**REQUEST A**: Count the lines of the listing below that contain the string "Target", and give only that number.

**PASSAGE TO READ**:
□ □ □ □ □

Internal documentation for Google's Content Warehouse API has leaked, revealing insights into Google's search algorithms. The leak includes details about data storage for content, links, and user interactions, but lacks specifics on scoring functions.
Key Points
Ranking Systems and Features: The documentation outlines 2,596 modules with 14,014 attributes related to various Google services like YouTube, Assistant, and web documents. These modules are part of a monolithic repository, meaning all code is stored in one place and accessible by any machine on the network.
Google's Misleading Statements:
- Domain Authority: Despite Google's claims, the documentation reveals a feature called "siteAuthority," indicating Google does measure sitewide authority.
- Clicks for Rankings: Contrary to Google's public denials, systems like NavBoost use click data to influence rankings.
- Sandbox: Documentation mentions a "hostAge" attribute used to sandbox new sites, contradicting Google's denial of a sandbox.
- Chrome Data: Despite denials, the documentation shows that Chrome data is used in ranking algorithms.
Architecture: Google's ranking system is a series of microservices rather than a single algorithm. Key systems include Trawler (crawling), Alexandria (indexing), Mustang (ranking), and SuperRoot (query processing).
Twiddlers: These are re-ranking functions that adjust search results before they are presented to users. Examples include NavBoost, QualityBoost, and RealTimeBoost.

□ □ □ □ □

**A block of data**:
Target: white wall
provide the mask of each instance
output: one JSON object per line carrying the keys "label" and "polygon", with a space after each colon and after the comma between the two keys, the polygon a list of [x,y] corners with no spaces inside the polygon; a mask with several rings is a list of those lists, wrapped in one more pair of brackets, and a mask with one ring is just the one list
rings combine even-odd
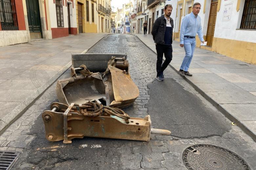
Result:
{"label": "white wall", "polygon": [[[241,1],[244,2],[244,0]],[[214,37],[256,42],[256,31],[255,30],[236,30],[240,28],[241,19],[239,19],[244,9],[243,6],[240,6],[240,9],[238,12],[237,11],[237,0],[222,1],[220,11],[217,13]],[[232,4],[230,19],[223,20],[225,5],[230,4]]]}

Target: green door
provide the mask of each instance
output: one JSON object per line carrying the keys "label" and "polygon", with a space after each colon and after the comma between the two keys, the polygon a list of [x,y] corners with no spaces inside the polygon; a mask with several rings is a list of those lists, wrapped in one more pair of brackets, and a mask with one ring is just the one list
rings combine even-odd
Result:
{"label": "green door", "polygon": [[41,32],[38,0],[26,0],[29,27],[30,32]]}

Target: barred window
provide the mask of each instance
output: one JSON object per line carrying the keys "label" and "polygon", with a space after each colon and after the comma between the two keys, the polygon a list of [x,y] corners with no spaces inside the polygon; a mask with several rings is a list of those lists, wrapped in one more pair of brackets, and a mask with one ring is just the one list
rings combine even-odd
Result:
{"label": "barred window", "polygon": [[14,0],[0,0],[0,22],[2,30],[18,30]]}
{"label": "barred window", "polygon": [[94,5],[92,4],[92,22],[94,22]]}
{"label": "barred window", "polygon": [[89,22],[89,1],[86,1],[86,21]]}
{"label": "barred window", "polygon": [[245,0],[240,28],[256,29],[256,0]]}
{"label": "barred window", "polygon": [[58,27],[64,27],[63,20],[63,8],[62,0],[55,0],[57,16],[57,26]]}

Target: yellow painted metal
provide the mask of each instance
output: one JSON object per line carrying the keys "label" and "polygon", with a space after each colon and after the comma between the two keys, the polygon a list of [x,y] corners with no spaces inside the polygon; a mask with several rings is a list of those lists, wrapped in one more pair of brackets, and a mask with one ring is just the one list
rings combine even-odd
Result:
{"label": "yellow painted metal", "polygon": [[139,92],[130,74],[111,65],[108,68],[111,72],[114,98],[110,106],[117,107],[121,105],[118,108],[124,108],[132,104],[139,96]]}
{"label": "yellow painted metal", "polygon": [[[79,114],[74,106],[74,103],[69,106],[54,103],[51,109],[57,107],[58,108],[57,111],[46,110],[43,113],[47,140],[64,140],[63,143],[70,144],[73,139],[88,136],[149,141],[151,129],[149,115],[144,119],[132,117],[125,120],[103,113],[103,115],[88,117]],[[79,109],[78,107],[76,108]]]}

□ □ □ □ □

**REQUEST B**: In the passage on the leaked Google documentation, which attribute is said to be used to sandbox new sites?

**TASK ANSWER A**: 4

**TASK ANSWER B**: The "hostAge" attribute.